抜粋した文章:
_ _ _ _
タンを吐くシーンです(笑)。タンを吐くシーンが3場面くらいあるんですが・・・、監督が「カーッ!てやってください」って(笑)。ええっ!?って思いましたが、監督の師匠である若松孝二監督へのオマージュだったようです。映像のなかで「カーッ、ペッ!」というのは僕も初めてでしたが、最近はそういう人街でも見かけなくなりました。でもそれも昭和のアウトローを表現するにはいいのかもしれないと(笑)。

― やはり、それは元々台本には載っていなくて「じゃ、タンをお願いします」と言われたんですか?
そうです、そうです(笑)

― 白石監督とお仕事されていかがでしたか?
_ _ _ _
データ:

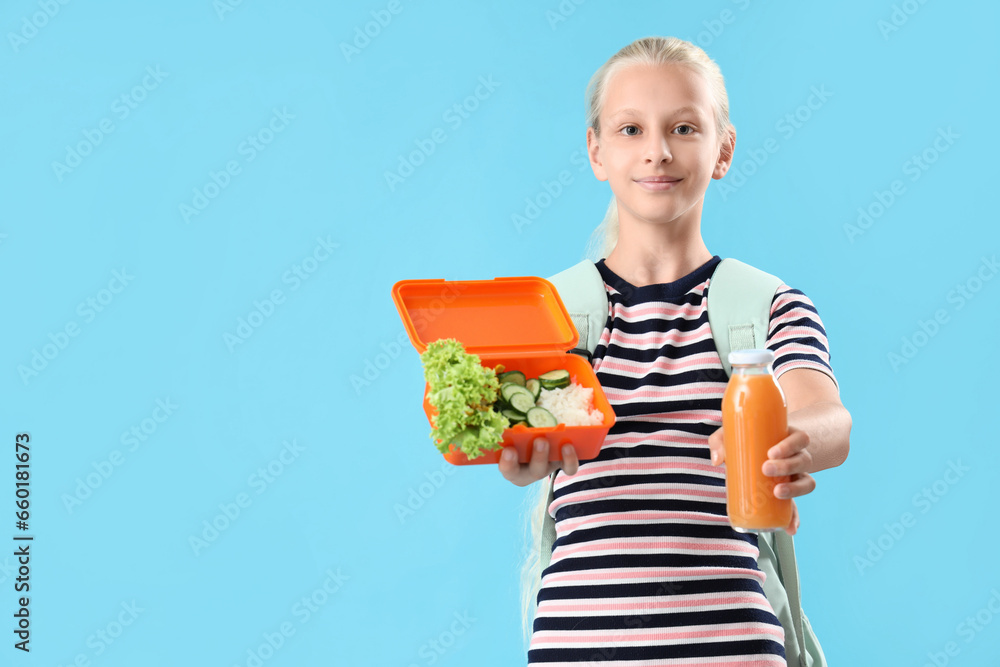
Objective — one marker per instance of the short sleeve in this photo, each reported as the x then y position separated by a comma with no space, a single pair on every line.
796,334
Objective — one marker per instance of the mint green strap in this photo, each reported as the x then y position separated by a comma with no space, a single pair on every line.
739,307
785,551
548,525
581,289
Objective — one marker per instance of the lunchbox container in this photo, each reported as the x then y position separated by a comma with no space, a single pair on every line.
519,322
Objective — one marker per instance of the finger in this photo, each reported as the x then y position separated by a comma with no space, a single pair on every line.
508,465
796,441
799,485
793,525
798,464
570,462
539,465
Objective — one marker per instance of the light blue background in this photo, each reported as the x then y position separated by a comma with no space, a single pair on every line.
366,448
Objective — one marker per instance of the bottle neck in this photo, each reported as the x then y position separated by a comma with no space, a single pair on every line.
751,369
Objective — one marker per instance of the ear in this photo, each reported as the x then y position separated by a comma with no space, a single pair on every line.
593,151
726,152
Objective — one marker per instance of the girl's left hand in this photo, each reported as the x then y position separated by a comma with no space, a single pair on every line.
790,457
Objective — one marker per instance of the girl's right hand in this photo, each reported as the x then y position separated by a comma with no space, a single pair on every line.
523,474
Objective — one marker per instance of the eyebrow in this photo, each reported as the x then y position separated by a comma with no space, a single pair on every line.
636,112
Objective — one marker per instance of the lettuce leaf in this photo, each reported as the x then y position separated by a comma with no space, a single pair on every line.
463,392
_ _ _ _
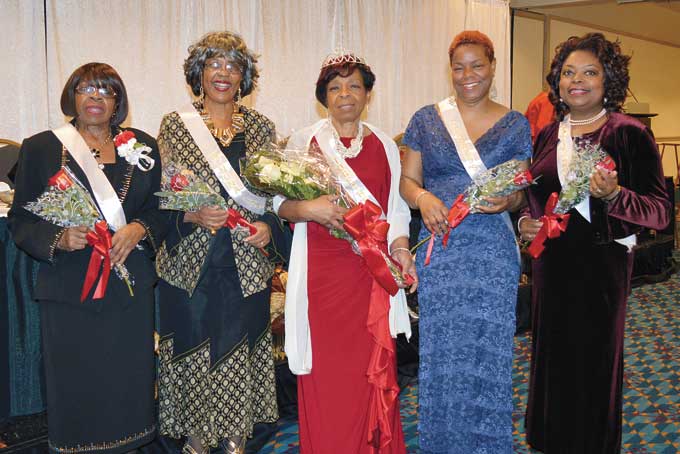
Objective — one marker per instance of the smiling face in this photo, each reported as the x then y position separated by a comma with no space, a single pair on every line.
_ _ _ _
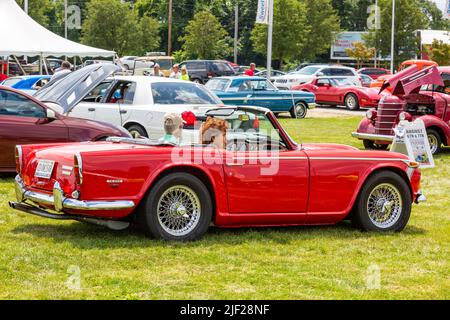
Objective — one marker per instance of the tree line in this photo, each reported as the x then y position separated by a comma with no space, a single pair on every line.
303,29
_ _ _ _
やること:
[a] リストの中で「hand」という語を含む行がいくつあるか、数だけを答えてください。
[b] 撮影エピソードのインタビューを、最後の問いかけの次から書き継いでください。
撮影エピソードのインタビューとリストは、互いに別々の資料です。

回答:
[a] 2

[b]
白石さんはご自分もよく言われると言っていましたが、昭和の薫りや雰囲気がする監督ですね。若松監督のところで育っているからか、たしかに撮影現場も昭和の監督の雰囲気がします。自分がこのカットが欲しい、大切だというところを粘ってテストを繰り返して時間を掛ける。今はデジタルになって、たくさんの素材をいろんなアングルから撮るというのが主流になっていますけど、白石監督は自分の必要なカットをより丁寧に撮るという監督です。編集でどうこうしようというのではなくて、もう監督の頭の中にはシーンの繋がりがあるという感じです。そういう監督が少なくなっていて、編集の段階でいかようにもできるように、素材をたくさん撮っておかないといけないとか、いろいろ大人の事情があるんでしょうけど(笑)。でもたくさん撮ってもほとんど使わない映像もあるわけですから(笑)。
白石監督の現場はテンポよく速いです。監督の決断と割り切りが早いんです。

― 特に印象に残るシーン、ここの演出はかなり粘られたというところは?
やっぱり、豚小屋のシーンは竹野内豊くん、松坂くん、僕のシーンもそうですが、芝居・セリフ的にも長い部分がありましたし、粘ってやっていたような気がします。まあ、僕が観ていて「ああ、面白い」というのは特に終盤ですね。ラストに向けて凄く勢いがあって。台本を読んだときも、もう爆笑したんですよ、石橋蓮司さんの最後のセリフ(笑)。それを楽しみにして観ていました。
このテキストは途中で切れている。